**PROMPT:**
Please quote the entries word for word, from the line containing "Q: report a point for each instance of the bokeh" through the end of the entries, including both ends. Leave the pictures out of your answer.

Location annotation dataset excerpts
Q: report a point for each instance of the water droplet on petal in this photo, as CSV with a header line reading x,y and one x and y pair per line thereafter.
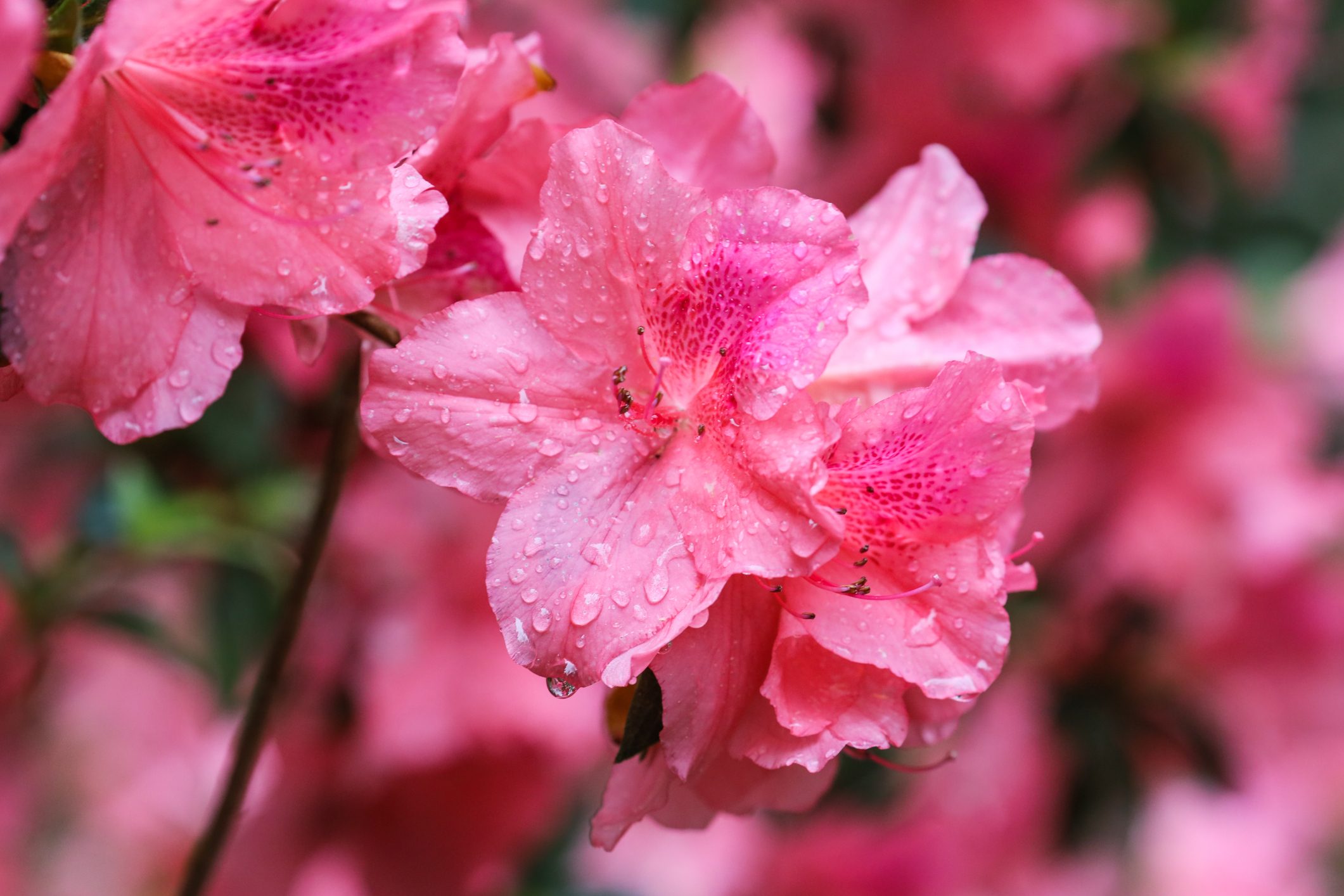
x,y
561,688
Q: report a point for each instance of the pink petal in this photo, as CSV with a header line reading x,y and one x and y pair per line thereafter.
x,y
1014,309
815,691
96,305
589,574
464,261
503,188
647,786
361,84
765,283
917,237
496,79
612,231
482,398
20,34
206,356
27,169
712,675
705,133
949,641
218,153
749,506
637,788
940,463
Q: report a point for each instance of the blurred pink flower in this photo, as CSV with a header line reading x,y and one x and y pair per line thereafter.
x,y
1106,231
965,828
1246,89
929,303
1196,840
267,131
1316,317
756,51
132,745
914,598
726,310
600,55
1023,93
416,758
1210,453
655,861
20,32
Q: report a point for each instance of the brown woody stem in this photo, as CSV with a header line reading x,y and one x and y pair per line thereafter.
x,y
252,731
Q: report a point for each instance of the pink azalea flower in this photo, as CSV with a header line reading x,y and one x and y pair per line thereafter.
x,y
1246,91
1316,317
639,404
727,148
929,303
20,34
883,660
694,771
448,765
1195,840
201,162
1208,451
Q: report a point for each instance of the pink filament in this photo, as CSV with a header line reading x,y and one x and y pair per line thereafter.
x,y
1037,538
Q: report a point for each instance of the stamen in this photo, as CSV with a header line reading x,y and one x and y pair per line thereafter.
x,y
897,766
664,363
777,590
1037,538
861,589
281,316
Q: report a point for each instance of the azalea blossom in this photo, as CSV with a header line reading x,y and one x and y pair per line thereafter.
x,y
885,645
929,303
639,404
199,162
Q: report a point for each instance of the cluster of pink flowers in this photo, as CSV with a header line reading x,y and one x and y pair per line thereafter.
x,y
769,454
684,407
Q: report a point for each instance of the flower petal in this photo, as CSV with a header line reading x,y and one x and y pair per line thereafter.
x,y
482,398
589,574
206,356
710,675
705,132
949,641
648,788
765,284
612,231
749,506
496,79
1011,308
917,237
815,691
936,463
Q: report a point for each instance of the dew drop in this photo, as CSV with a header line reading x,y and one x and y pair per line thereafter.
x,y
561,688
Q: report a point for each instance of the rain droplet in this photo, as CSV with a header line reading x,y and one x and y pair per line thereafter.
x,y
561,688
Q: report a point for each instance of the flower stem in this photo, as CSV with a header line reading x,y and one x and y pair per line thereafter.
x,y
252,731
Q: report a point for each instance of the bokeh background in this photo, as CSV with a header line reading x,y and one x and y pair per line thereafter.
x,y
1172,715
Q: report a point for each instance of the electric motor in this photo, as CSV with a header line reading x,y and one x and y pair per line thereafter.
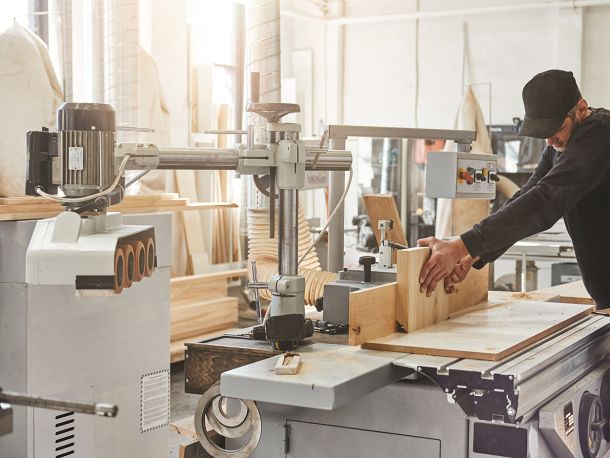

**FINAL RESULT:**
Q: report a point for each instance of the bokeh background in this photo, as CSV with a header line reading x,y and one x and y pair per line thereafter.
x,y
1172,715
Q: report a point for each instance of the electric motor in this photo, as CSV with a header line reading x,y and one x and y pair per line thereafter.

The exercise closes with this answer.